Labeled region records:
* * * *
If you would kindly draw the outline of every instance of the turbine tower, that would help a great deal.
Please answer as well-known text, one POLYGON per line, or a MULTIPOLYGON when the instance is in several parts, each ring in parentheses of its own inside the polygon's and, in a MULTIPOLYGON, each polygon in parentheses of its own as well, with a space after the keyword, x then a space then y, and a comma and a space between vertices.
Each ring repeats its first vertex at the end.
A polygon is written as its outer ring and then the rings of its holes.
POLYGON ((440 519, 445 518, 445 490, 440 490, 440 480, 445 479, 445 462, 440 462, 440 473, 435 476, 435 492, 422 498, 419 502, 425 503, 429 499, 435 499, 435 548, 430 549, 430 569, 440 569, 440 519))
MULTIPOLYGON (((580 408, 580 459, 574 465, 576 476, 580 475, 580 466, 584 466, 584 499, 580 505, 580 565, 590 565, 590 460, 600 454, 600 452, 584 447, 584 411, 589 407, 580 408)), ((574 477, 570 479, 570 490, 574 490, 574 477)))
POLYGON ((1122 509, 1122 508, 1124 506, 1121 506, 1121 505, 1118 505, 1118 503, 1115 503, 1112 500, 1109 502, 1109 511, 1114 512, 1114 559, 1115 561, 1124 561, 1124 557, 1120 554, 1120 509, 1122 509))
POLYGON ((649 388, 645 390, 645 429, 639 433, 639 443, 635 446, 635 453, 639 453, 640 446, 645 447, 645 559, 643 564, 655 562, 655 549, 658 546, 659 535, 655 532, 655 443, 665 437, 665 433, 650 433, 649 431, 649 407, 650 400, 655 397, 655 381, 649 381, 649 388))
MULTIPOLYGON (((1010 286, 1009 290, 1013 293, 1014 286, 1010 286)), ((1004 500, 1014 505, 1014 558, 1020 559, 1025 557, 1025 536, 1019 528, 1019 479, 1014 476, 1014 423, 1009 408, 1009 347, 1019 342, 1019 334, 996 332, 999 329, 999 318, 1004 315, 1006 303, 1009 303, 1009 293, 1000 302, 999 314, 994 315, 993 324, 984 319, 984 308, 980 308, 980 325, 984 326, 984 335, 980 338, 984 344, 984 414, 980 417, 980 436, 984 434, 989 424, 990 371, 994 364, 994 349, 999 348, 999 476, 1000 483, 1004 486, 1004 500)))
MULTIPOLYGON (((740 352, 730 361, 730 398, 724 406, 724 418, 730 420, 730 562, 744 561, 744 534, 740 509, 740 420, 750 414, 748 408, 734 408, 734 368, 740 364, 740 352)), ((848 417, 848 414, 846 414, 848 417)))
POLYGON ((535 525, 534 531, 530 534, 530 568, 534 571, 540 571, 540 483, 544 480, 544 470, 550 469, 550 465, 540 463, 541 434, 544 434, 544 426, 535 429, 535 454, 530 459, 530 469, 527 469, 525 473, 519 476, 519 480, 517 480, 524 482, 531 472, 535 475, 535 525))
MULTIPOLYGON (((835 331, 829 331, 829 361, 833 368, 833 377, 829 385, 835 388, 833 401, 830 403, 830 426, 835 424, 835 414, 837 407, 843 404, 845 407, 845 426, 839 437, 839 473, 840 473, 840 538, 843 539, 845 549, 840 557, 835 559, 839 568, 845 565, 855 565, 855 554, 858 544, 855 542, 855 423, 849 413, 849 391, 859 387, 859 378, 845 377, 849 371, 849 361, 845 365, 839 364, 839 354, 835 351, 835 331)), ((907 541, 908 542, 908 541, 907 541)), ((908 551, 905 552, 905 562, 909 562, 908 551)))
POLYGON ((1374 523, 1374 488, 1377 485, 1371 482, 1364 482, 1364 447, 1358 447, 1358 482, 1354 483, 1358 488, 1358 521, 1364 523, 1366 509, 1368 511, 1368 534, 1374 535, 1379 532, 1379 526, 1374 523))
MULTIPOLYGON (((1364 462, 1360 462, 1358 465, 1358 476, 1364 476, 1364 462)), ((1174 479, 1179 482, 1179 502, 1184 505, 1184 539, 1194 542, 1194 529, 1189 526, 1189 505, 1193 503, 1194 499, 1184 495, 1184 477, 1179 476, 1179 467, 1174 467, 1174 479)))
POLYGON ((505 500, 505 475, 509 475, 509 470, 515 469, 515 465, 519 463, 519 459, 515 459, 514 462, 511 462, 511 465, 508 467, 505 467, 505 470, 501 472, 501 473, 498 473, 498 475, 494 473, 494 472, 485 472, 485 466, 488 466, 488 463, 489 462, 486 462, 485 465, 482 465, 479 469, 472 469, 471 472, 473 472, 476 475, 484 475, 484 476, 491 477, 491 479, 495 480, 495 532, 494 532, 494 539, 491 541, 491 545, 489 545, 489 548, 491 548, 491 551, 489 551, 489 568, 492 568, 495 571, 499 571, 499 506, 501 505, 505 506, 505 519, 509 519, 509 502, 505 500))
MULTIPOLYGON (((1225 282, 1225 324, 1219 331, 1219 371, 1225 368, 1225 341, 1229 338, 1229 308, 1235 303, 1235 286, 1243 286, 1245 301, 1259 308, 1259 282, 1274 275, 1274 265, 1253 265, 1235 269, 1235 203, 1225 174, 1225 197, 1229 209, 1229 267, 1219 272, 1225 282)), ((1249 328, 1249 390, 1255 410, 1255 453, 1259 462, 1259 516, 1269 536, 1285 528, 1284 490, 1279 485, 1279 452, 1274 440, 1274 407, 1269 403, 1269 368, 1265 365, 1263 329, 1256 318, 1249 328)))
* * * *
* _Exercise_:
Write out the whole listing exactly.

* _Reply_:
If you would kindly draw the outline of every instance of the turbine tower, that would help a great deal.
Please answer as well-known text, one POLYGON per line, or a MULTIPOLYGON when the instance is in several parts, each ring in parentheses of its own inside the polygon's and, in a MULTIPOLYGON, each polygon in parentheses of its own as well, with a space after the keyword, x then a space then y, and a comma and a space between vertices.
Each ring repeats its first vertex at the end.
A polygon is written as its outer ring and then the rings of its holes.
POLYGON ((440 519, 445 518, 445 490, 440 490, 440 480, 445 479, 445 462, 440 462, 440 473, 435 476, 435 492, 422 498, 419 502, 425 503, 429 499, 435 499, 435 548, 430 549, 430 569, 440 569, 440 519))
MULTIPOLYGON (((580 408, 580 459, 574 465, 576 476, 580 475, 580 466, 584 466, 584 499, 580 505, 580 565, 590 565, 590 460, 600 454, 600 452, 584 447, 584 411, 589 407, 580 408)), ((574 477, 570 479, 570 490, 574 490, 574 477)))
POLYGON ((1122 509, 1122 508, 1124 506, 1121 506, 1121 505, 1118 505, 1118 503, 1115 503, 1112 500, 1109 502, 1109 511, 1114 512, 1114 559, 1115 561, 1124 561, 1124 557, 1120 554, 1120 509, 1122 509))
POLYGON ((649 388, 645 390, 645 429, 639 433, 639 443, 635 446, 635 453, 639 453, 640 446, 645 447, 645 559, 643 564, 655 562, 655 549, 658 546, 659 535, 655 532, 655 443, 665 437, 665 433, 650 433, 649 431, 649 407, 650 400, 655 397, 655 381, 649 381, 649 388))
MULTIPOLYGON (((1010 286, 1009 290, 1013 293, 1014 286, 1010 286)), ((1004 500, 1014 505, 1014 558, 1020 559, 1025 557, 1025 536, 1019 528, 1019 479, 1014 476, 1014 423, 1009 408, 1009 347, 1019 342, 1019 334, 996 332, 999 329, 999 318, 1004 315, 1006 303, 1009 303, 1009 293, 1000 302, 999 314, 994 315, 993 324, 984 319, 984 308, 980 308, 980 325, 984 326, 984 335, 980 338, 984 344, 984 414, 980 417, 980 436, 984 434, 989 424, 990 371, 994 364, 994 349, 999 348, 999 476, 1000 483, 1004 486, 1004 500)))
MULTIPOLYGON (((740 352, 730 361, 730 398, 724 406, 724 418, 730 420, 730 562, 744 561, 744 534, 740 509, 740 420, 750 414, 748 408, 734 408, 734 368, 740 364, 740 352)), ((848 417, 848 414, 846 414, 848 417)))
POLYGON ((535 525, 534 531, 530 534, 530 568, 534 571, 540 571, 540 483, 544 480, 544 470, 550 469, 550 465, 540 463, 541 434, 544 434, 544 426, 535 429, 535 454, 530 459, 530 469, 527 469, 525 473, 519 476, 519 480, 517 480, 524 482, 531 472, 535 475, 535 525))
MULTIPOLYGON (((835 331, 829 331, 829 361, 833 368, 833 377, 829 385, 835 388, 833 401, 830 403, 830 426, 835 424, 835 414, 837 407, 843 404, 845 407, 845 426, 839 437, 839 473, 840 473, 840 538, 843 539, 845 549, 840 557, 835 559, 839 568, 845 565, 855 565, 855 554, 858 544, 855 542, 855 423, 849 413, 849 391, 859 387, 859 378, 845 377, 849 371, 849 361, 845 365, 839 364, 839 354, 835 351, 835 331)), ((907 541, 908 542, 908 541, 907 541)), ((908 551, 905 552, 905 562, 909 562, 908 551)))
POLYGON ((1374 523, 1374 488, 1377 485, 1371 482, 1364 482, 1364 447, 1358 447, 1358 482, 1354 483, 1358 488, 1358 521, 1364 523, 1366 509, 1368 511, 1368 534, 1374 535, 1379 532, 1379 526, 1374 523))
MULTIPOLYGON (((1364 462, 1360 462, 1358 465, 1358 476, 1364 476, 1364 462)), ((1174 479, 1179 482, 1179 502, 1184 505, 1184 539, 1194 542, 1194 529, 1189 526, 1189 505, 1193 503, 1194 499, 1184 495, 1184 477, 1179 476, 1179 467, 1174 467, 1174 479)))
POLYGON ((505 500, 505 475, 509 475, 509 470, 515 469, 515 465, 519 463, 519 459, 515 459, 514 462, 511 462, 511 465, 508 467, 505 467, 505 470, 501 472, 501 473, 498 473, 498 475, 494 473, 494 472, 485 472, 485 466, 488 466, 488 463, 489 462, 486 462, 485 465, 482 465, 479 469, 472 469, 471 472, 473 472, 476 475, 484 475, 484 476, 491 477, 491 479, 495 480, 495 532, 494 532, 494 539, 491 541, 491 545, 489 545, 489 548, 491 548, 491 551, 489 551, 489 568, 492 568, 495 571, 499 571, 499 506, 501 505, 505 506, 505 519, 509 519, 509 502, 505 500))
MULTIPOLYGON (((1225 282, 1225 324, 1219 331, 1219 371, 1225 368, 1225 341, 1229 338, 1229 308, 1235 303, 1235 286, 1243 286, 1245 301, 1259 308, 1259 282, 1274 275, 1274 265, 1253 265, 1235 269, 1235 203, 1225 174, 1225 197, 1229 209, 1229 267, 1219 272, 1225 282)), ((1249 328, 1249 390, 1255 410, 1255 453, 1259 462, 1259 516, 1269 536, 1285 528, 1284 490, 1279 485, 1279 452, 1274 440, 1274 407, 1269 403, 1269 368, 1265 365, 1263 329, 1256 318, 1249 328)))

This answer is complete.